• _AIM OF THE TASK_
Please quote the listing below line for line, leaving out any picture.
--- START EXTRACTED DATA ---
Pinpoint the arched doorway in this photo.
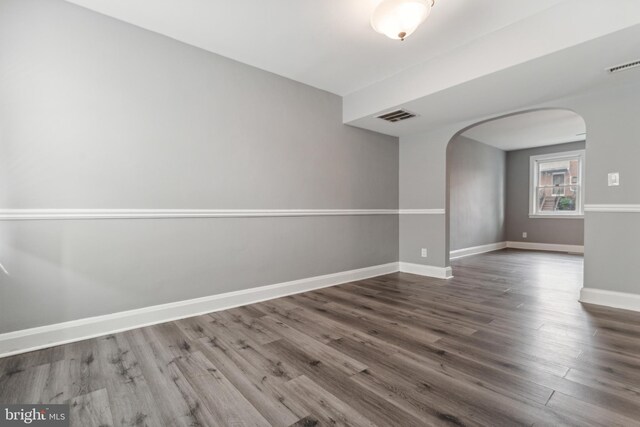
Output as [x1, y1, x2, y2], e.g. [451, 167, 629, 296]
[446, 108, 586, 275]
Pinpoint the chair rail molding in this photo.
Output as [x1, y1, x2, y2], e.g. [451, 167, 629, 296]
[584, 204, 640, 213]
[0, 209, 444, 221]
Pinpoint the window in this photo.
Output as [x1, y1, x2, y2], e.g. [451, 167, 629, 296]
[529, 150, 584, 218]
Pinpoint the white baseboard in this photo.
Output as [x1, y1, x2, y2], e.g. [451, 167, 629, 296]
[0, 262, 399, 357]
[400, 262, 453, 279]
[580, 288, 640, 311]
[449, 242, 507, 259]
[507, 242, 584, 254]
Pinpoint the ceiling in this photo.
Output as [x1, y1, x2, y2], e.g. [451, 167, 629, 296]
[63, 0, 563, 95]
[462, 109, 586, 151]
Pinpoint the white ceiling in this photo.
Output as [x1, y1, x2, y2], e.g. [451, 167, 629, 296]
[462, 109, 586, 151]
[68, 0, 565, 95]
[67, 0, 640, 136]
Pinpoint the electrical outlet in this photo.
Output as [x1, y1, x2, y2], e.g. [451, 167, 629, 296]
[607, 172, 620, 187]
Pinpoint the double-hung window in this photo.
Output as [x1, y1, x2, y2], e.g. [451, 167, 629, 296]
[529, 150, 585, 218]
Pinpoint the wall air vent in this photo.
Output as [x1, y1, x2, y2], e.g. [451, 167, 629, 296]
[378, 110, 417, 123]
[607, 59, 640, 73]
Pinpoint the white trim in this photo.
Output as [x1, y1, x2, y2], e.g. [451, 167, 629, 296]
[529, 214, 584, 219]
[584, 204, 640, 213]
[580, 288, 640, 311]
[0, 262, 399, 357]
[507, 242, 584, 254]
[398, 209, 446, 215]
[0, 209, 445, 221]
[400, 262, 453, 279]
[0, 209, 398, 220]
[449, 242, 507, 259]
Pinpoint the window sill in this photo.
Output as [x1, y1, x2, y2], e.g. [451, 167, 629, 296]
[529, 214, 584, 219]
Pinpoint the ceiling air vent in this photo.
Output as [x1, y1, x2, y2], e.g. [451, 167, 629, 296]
--- END EXTRACTED DATA ---
• _FULL ANSWER_
Pinpoint the arched doorway in this photo.
Output as [x1, y1, x2, y2], e.g. [451, 167, 629, 296]
[446, 108, 586, 275]
Pinpoint the chair rail molding in this photo.
Output as [x1, y1, x2, y2], e.g. [451, 167, 629, 296]
[584, 204, 640, 213]
[0, 209, 444, 221]
Pinpoint the window in this photo.
Output as [x1, y1, x2, y2], e.g. [451, 167, 629, 296]
[529, 150, 584, 218]
Pinpoint the white baseboard in this photo.
Output as [x1, y1, x2, y2], e.g. [451, 167, 629, 296]
[0, 262, 399, 357]
[400, 262, 453, 279]
[580, 288, 640, 311]
[449, 242, 507, 259]
[507, 242, 584, 254]
Pinpoint the ceiling in this photo.
Output as [x1, y1, x2, y2], e.g. [451, 167, 629, 296]
[63, 0, 563, 95]
[462, 109, 586, 151]
Pinpoint the white ceiling in this photo.
Output as [x1, y1, x2, y2], e.g. [451, 167, 629, 296]
[462, 109, 586, 151]
[68, 0, 565, 95]
[67, 0, 640, 136]
Pinpoint the electrical outlet in this photo.
Output as [x1, y1, x2, y2], e.g. [451, 167, 629, 296]
[607, 172, 620, 187]
Pinpoint the double-hung window in this photo.
Output as [x1, y1, x2, y2], e.g. [451, 167, 629, 296]
[529, 150, 585, 218]
Pinpoint the wall air vent in this photo.
Output as [x1, y1, x2, y2], e.g. [451, 167, 629, 296]
[378, 110, 417, 123]
[607, 59, 640, 73]
Pinpoint the white trim in this photo.
Output as [x1, y1, x2, y2], e.g. [451, 167, 629, 296]
[529, 214, 584, 219]
[584, 204, 640, 213]
[580, 288, 640, 311]
[0, 262, 399, 357]
[507, 242, 584, 254]
[398, 209, 446, 215]
[0, 209, 445, 221]
[400, 262, 453, 279]
[0, 209, 398, 220]
[449, 242, 507, 259]
Pinpoint the window sill in this photo.
Output as [x1, y1, x2, y2], e.g. [451, 167, 629, 296]
[529, 214, 584, 219]
Pinpoint the ceiling air vent in this photo.
Output as [x1, y1, x2, y2], e.g. [451, 167, 629, 296]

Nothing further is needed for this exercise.